__Yazılı Görevler__
1. Karar metninde adı geçen bütün mahkemeleri, her birini bir kez yazarak sıralayınız.
2. Karar metninin "Abaküs Yazılım" ile "E.  ,  2019/3491 K." arasındaki kısmını, bu ifadeler de dahil olmak üzere, "Esas No" yerine "Dosya No" getirerek yeniden yazınız.
3. Karar metnine göre davacı vekili, davacının gelirindeki önemli düşüşü hangi sebebe bağlamaktadır? Bir veya iki cümleyle açıklayınız.

__Metin__
Abaküs Yazılım
11. Hukuk Dairesi
Esas No: 2018/1989
Karar No: 2019/3491

Yargıtay 11. Hukuk Dairesi 2018/1989 Esas 2019/3491 Karar Sayılı İlamı

11. Hukuk Dairesi         2018/1989 E.  ,  2019/3491 K.

    "İçtihat Metni"

    MAHKEMESİ : ANTALYA BÖLGE ADLİYE MAHKEMESİ 11. HUKUK DAİRESİ


    TÜRK MİLLETİ ADINA

    Taraflar arasında görülen davada Denizli Asliye Ticaret Mahkemesince verilen 06/10/2016 tarih ve 2014/1202 E. - 2016/722 K. sayılı kararın davacı vekili tarafından istinaf edilmesi üzerine, istinaf isteminin esastan kabulüne dair Antalya Bölge Adliye Mahkemesi 11. Hukuk Dairesi’nce verilen 13/03/2018 tarih ve 2017/940-2018/358 sayılı kararın Yargıtayca incelenmesi davacı vekili ve katılma yoluyla davalı vekili tarafından istenmiş ve temyiz dilekçesinin süresi içinde verildiği anlaşılmış olmakla, dava dosyası için Tetkik Hakimi ... tarafından düzenlenen rapor dinlendikten ve yine dosya içerisindeki dilekçe, layihalar, duruşma tutanakları ve tüm belgeler okunup, incelendikten sonra işin gereği görüşülüp, düşünüldü:
    Davacı vekili, davalı ..."ın müvekkili şirketin bünyesinde makina mühendisi olarak bir süre çalıştığını, yapılan işin ve davalının pozisyonu gereği müvekkiline ait üretim bilgilerine ve yazılımsal modellere davalının erişebildiğini, ancak iş yerinden ayrılırken uzun yıllar boyunca birikim ve çalışma sonucunda oluşturulmuş bu üretim bilgilerini ve modelleri davalının kendisine ait bilgisayara aktardığını ve bilahare kendi açmış olduğu iş yerinde aynı bilgileri hiçbir zahmete, araştırma ve geliştirme faaliyetine girmeden üretip satmaya başladığını, davalının ayrıca müvekkilinin müşteri portföyünü hedef aldığı için davacının gelirinde önemli bir düşüş meydana geldiğini, tüm bu hususların Denizli (kapatılan) 2. Asliye Ticaret Mahkemesinin 2014/150 D.iş sayılı dosyası üzerinden davalının üretim yaptığı ofiste yapılan tespitte saptandığını, müvekkiline ait üretim model dosyalarının davalının iş yerindeki bilgisayardan çıktığını, davalı taraf delil tespiti sırasında da söz konusu üretim modellerine ait dosyaları iş yerinden ayrılırken kendisine ait bilgisayara yüklendiğini ve iş yeri açtıktan sonra bu modellerden yararlandığını ikrar ettiğini, müvekkilinin uğramış olduğu maddi zararın tespit edilmesinin şu an için mümkün bulunmadığı, ancak yapılacak incelemeler neticesinde hesap edilebileceğini ileri sürerek, fazlaya ilişkin haklar saklı kalmak kaydıyla ve belirsiz alacak olarak 1.000,00 TL zararın haksız fiil tarihinden itibaren işleyecek reeskont faizi ile davalıdan tahsilini talep ve dava etmiştir.

__Sağlanan Bilgiler__
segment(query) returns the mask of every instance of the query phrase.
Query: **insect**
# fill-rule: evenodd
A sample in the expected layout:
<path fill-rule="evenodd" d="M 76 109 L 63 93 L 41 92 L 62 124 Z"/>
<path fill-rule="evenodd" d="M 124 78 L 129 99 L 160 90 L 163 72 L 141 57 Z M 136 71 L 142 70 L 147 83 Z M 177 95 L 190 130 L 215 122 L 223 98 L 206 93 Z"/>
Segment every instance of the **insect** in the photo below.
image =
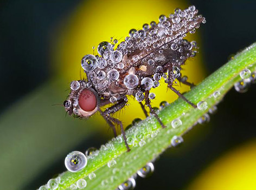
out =
<path fill-rule="evenodd" d="M 64 107 L 69 115 L 87 119 L 99 112 L 117 136 L 115 124 L 119 125 L 127 151 L 122 122 L 112 114 L 124 108 L 127 102 L 126 96 L 132 96 L 139 103 L 146 116 L 145 106 L 149 108 L 163 128 L 163 125 L 151 104 L 155 94 L 152 88 L 157 88 L 159 81 L 164 78 L 171 90 L 191 106 L 193 103 L 174 87 L 176 80 L 193 86 L 182 77 L 181 67 L 189 57 L 195 56 L 196 43 L 184 39 L 187 33 L 193 34 L 195 29 L 206 19 L 195 6 L 181 10 L 176 9 L 169 17 L 161 15 L 158 23 L 144 24 L 143 29 L 131 29 L 130 37 L 117 47 L 117 40 L 111 43 L 102 42 L 98 46 L 98 55 L 86 55 L 82 59 L 81 67 L 86 80 L 73 81 L 71 91 Z M 143 104 L 142 102 L 145 102 Z M 106 105 L 109 107 L 103 110 Z"/>

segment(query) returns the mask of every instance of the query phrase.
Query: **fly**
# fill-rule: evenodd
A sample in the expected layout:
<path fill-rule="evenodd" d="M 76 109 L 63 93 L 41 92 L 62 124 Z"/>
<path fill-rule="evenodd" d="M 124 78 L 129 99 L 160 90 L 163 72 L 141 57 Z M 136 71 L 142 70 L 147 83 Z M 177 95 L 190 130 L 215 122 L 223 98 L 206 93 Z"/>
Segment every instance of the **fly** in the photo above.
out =
<path fill-rule="evenodd" d="M 161 15 L 159 22 L 144 24 L 143 29 L 130 31 L 130 37 L 115 48 L 113 43 L 102 42 L 98 46 L 98 55 L 86 55 L 81 67 L 87 79 L 72 81 L 71 91 L 64 102 L 69 115 L 87 119 L 99 112 L 117 136 L 115 124 L 119 125 L 127 151 L 122 122 L 112 114 L 127 104 L 126 96 L 132 96 L 139 103 L 146 116 L 145 106 L 149 108 L 162 128 L 165 128 L 151 104 L 150 90 L 157 88 L 159 81 L 165 78 L 168 87 L 194 108 L 196 106 L 174 87 L 175 80 L 193 87 L 182 76 L 181 66 L 189 57 L 195 56 L 196 43 L 184 39 L 188 32 L 194 34 L 206 19 L 191 5 L 181 10 L 176 9 L 169 17 Z M 144 101 L 145 103 L 142 102 Z M 109 105 L 105 110 L 103 106 Z"/>

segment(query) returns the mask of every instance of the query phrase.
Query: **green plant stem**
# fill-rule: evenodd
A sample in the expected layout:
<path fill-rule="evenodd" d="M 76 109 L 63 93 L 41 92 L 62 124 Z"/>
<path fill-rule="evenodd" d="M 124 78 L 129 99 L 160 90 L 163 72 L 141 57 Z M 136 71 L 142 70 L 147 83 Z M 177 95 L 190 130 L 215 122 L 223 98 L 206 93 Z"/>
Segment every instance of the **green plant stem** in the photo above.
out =
<path fill-rule="evenodd" d="M 65 182 L 59 184 L 57 189 L 68 189 L 72 184 L 75 184 L 81 178 L 87 181 L 84 189 L 115 189 L 147 162 L 153 161 L 169 147 L 174 136 L 182 136 L 191 129 L 209 108 L 219 103 L 235 83 L 241 80 L 241 71 L 245 68 L 252 71 L 255 70 L 255 63 L 256 45 L 254 44 L 185 94 L 188 100 L 196 104 L 200 101 L 206 101 L 208 104 L 206 109 L 193 108 L 178 99 L 158 113 L 163 123 L 167 126 L 166 128 L 162 129 L 154 117 L 148 117 L 126 131 L 128 142 L 131 144 L 130 152 L 126 152 L 124 142 L 120 142 L 122 139 L 120 136 L 112 139 L 88 156 L 87 165 L 81 171 L 61 174 L 60 176 Z M 182 124 L 173 128 L 171 121 L 177 118 L 182 121 Z M 109 167 L 107 163 L 113 163 L 113 160 L 116 163 Z M 88 175 L 92 173 L 96 177 L 91 180 Z"/>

__Çözülmüş Görevler__
1.
- Yargıtay 11. Hukuk Dairesi
- Antalya Bölge Adliye Mahkemesi 11. Hukuk Dairesi
- Denizli Asliye Ticaret Mahkemesi
- Denizli (kapatılan) 2. Asliye Ticaret Mahkemesi

2.
Abaküs Yazılım
11. Hukuk Dairesi
Dosya No: 2018/1989
Karar No: 2019/3491

Yargıtay 11. Hukuk Dairesi 2018/1989 Esas 2019/3491 Karar Sayılı İlamı

11. Hukuk Dairesi         2018/1989 E.  ,  2019/3491 K.

3. Davacı vekili, davacının gelirindeki önemli düşüşün sebebi olarak davalının davacı şirketin müşteri portföyünü hedef almasını göstermektedir.